**WHAT TO PRODUCE:** Quote the passage of the Energy Model units discussion from "I would say" up to and including "Mhz and mW?", word for word.

**TEXT SECTION:**
┏━━

I would say we need 1). 32bit values with units and proper documentation 
of the possible ranges.

[...]
Javi Merino June 8, 2018, 1:39 p.m. UTC | #6
On Wed, Jun 06, 2018 at 05:26:47PM +0100, Quentin Perret wrote:
> On Wednesday 06 Jun 2018 at 16:29:50 (+0100), Quentin Perret wrote:
> > On Wednesday 06 Jun 2018 at 17:20:00 (+0200), Juri Lelli wrote:
> > > > > This brings me to another question. Let's say there are multiple users of
> > > > > the Energy Model in the system. Shouldn't the units of frequency and power
> > > > > not standardized, maybe Mhz and mW?
> > > > > The task scheduler doesn't care since it is only interested in power diffs
> > > > > but other user might do.
> > > > 
> > > > So the good thing about specifying units is that we can probably assume
> > > > ranges on the values. If the power is in mW, assuming that we're talking
> > > > about a single CPU, it'll probably fit in 16 bits. 65W/core should be
> > > > a reasonable upper-bound ?
> > > > But there are also vendors who might not be happy with disclosing absolute
> > > > values ... These are sometimes considered sensitive and only relative
> > > > numbers are discussed publicly. Now, you can also argue that we already
> > > > have units specified in IPA for ex, and that it doesn't really matter if
> > > > a driver "lies" about the real value, as long as the ratios are correct.
> > > > And I guess that anyone can do measurement on the hardware and get those
> > > > values anyway. So specifying a unit (mW) for the power is probably a
> > > > good idea.

┗━━

**DATA ROWS:**
┏━━

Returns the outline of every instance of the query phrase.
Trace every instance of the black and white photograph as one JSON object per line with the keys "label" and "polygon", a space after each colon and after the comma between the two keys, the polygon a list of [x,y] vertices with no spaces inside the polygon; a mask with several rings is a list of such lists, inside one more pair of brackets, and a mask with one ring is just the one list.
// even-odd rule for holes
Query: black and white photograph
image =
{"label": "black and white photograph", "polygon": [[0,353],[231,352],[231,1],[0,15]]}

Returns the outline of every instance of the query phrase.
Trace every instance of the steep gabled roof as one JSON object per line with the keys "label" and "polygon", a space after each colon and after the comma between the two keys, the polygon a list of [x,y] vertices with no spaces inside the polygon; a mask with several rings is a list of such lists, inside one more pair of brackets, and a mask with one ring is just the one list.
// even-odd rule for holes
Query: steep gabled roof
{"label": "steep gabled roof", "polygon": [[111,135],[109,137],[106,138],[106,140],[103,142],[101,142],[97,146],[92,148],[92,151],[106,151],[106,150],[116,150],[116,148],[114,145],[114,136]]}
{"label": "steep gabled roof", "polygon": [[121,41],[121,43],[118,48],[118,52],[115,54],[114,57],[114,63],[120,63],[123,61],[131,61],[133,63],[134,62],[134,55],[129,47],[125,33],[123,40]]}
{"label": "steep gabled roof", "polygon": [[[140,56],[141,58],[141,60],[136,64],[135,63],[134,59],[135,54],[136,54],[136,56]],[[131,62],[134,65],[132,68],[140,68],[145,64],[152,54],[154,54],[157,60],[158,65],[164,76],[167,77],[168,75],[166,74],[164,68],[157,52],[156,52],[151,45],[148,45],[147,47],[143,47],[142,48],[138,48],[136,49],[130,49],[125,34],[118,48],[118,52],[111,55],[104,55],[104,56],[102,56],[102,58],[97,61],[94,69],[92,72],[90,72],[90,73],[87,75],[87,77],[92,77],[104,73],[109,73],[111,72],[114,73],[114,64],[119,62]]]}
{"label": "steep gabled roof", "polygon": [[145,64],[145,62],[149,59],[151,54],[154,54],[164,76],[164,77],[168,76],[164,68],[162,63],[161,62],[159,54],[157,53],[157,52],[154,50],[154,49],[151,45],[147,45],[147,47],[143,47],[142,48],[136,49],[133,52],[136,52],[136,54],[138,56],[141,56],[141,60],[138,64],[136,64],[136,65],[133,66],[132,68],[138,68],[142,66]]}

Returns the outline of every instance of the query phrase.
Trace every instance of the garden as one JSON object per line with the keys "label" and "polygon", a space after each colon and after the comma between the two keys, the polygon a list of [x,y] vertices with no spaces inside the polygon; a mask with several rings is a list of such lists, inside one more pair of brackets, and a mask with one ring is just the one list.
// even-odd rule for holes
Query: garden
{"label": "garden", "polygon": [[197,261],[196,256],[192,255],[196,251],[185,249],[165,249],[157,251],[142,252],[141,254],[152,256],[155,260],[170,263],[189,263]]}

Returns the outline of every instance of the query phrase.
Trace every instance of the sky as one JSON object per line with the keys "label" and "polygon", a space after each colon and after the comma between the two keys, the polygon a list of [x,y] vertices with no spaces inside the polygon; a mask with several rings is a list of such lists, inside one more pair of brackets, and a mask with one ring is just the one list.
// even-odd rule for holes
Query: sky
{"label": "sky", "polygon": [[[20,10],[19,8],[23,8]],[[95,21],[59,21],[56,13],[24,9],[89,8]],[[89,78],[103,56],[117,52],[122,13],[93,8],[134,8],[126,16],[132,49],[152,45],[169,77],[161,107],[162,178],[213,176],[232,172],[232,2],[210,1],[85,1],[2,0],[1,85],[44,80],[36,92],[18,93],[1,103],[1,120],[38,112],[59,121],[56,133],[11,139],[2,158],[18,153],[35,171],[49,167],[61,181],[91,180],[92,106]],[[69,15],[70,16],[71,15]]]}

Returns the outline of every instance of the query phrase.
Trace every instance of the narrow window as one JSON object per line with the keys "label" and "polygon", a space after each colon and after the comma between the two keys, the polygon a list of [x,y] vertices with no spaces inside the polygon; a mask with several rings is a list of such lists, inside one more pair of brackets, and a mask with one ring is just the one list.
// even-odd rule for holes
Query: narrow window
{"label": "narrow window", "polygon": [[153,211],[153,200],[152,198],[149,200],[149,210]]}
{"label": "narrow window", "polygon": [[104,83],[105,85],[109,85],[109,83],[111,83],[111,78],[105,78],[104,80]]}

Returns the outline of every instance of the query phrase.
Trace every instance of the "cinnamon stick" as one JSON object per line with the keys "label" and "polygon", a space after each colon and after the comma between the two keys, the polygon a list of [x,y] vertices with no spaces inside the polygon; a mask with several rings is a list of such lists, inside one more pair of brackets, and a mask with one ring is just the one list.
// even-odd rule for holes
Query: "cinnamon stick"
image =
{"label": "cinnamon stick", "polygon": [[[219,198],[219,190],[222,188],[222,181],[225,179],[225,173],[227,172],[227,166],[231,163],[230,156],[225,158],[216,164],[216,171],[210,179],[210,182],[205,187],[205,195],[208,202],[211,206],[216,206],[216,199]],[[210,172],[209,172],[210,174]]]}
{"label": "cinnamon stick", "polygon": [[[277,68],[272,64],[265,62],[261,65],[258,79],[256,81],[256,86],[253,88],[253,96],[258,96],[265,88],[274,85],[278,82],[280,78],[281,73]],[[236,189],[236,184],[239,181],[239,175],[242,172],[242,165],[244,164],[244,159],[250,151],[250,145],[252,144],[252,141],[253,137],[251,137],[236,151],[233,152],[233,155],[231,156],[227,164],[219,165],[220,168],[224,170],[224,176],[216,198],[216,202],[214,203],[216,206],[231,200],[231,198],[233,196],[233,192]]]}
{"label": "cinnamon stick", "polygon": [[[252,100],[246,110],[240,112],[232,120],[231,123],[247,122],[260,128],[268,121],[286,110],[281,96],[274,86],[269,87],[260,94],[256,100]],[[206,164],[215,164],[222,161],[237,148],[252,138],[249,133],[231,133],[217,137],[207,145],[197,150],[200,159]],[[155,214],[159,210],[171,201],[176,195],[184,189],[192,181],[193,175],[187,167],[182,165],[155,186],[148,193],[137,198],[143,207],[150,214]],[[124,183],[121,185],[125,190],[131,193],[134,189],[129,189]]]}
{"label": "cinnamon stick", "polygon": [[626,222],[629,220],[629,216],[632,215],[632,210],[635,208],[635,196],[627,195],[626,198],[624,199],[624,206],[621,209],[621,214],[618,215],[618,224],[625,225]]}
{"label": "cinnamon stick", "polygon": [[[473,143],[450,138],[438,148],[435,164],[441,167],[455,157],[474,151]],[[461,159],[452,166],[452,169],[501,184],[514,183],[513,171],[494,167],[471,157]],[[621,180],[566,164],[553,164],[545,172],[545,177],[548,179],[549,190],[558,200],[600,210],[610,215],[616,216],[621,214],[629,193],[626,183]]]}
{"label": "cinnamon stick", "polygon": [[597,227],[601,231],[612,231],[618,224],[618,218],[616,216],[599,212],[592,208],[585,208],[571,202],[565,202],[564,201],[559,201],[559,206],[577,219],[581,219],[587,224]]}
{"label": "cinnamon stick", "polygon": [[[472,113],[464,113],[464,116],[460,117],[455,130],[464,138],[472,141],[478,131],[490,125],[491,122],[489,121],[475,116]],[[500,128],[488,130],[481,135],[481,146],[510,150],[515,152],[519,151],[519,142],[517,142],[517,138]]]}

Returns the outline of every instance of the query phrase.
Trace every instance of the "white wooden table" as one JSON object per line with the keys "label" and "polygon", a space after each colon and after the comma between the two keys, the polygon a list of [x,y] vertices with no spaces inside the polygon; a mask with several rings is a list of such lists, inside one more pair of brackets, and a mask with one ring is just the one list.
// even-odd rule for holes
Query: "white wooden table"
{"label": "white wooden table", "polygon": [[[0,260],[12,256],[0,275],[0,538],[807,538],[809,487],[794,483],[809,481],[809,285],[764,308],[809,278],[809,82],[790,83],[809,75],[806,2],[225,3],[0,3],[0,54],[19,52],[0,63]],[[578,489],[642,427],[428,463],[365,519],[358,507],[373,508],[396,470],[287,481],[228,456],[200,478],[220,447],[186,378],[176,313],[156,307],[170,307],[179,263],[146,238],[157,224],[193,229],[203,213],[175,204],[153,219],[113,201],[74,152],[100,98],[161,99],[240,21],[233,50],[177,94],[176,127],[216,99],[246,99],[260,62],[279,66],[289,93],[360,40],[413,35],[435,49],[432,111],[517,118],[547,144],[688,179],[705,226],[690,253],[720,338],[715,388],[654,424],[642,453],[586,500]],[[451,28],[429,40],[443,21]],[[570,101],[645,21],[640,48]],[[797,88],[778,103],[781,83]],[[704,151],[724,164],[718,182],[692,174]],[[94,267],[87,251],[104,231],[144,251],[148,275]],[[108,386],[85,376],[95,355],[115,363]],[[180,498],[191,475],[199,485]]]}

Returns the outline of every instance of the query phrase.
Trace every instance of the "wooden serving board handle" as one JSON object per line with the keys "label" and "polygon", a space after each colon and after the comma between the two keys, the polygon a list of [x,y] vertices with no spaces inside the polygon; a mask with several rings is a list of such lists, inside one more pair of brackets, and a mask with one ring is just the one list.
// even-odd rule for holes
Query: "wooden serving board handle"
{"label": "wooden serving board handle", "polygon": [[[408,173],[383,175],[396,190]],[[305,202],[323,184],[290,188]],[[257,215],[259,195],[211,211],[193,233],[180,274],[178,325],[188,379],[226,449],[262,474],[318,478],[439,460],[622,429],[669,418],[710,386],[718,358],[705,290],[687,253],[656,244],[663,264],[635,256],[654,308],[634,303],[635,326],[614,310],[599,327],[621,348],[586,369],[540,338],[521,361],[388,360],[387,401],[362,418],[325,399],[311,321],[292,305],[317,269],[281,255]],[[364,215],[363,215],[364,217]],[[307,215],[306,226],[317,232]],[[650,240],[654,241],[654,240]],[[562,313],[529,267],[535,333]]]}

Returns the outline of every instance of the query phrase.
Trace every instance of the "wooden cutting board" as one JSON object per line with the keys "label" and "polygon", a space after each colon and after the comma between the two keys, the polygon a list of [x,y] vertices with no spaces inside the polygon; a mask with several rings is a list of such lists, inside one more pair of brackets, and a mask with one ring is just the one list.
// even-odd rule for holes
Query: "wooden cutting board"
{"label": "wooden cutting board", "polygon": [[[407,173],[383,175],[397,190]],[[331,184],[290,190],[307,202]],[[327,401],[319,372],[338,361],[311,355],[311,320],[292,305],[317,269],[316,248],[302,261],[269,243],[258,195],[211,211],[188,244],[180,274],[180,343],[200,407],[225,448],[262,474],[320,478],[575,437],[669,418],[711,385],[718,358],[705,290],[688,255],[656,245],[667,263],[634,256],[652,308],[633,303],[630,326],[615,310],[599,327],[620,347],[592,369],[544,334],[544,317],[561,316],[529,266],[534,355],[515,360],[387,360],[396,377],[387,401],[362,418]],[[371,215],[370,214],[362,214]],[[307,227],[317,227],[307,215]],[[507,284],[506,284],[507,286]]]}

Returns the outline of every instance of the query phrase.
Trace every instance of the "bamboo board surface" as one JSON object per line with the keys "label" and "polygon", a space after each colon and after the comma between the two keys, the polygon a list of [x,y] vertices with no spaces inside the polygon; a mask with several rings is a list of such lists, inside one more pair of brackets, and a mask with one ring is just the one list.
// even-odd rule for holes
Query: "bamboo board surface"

┗━━

**ANSWER BELOW:**
I would say we need 1). 32bit values with units and proper documentation 
of the possible ranges.

[...]
Javi Merino June 8, 2018, 1:39 p.m. UTC | #6
On Wed, Jun 06, 2018 at 05:26:47PM +0100, Quentin Perret wrote:
> On Wednesday 06 Jun 2018 at 16:29:50 (+0100), Quentin Perret wrote:
> > On Wednesday 06 Jun 2018 at 17:20:00 (+0200), Juri Lelli wrote:
> > > > > This brings me to another question. Let's say there are multiple users of
> > > > > the Energy Model in the system. Shouldn't the units of frequency and power
> > > > > not standardized, maybe Mhz and mW?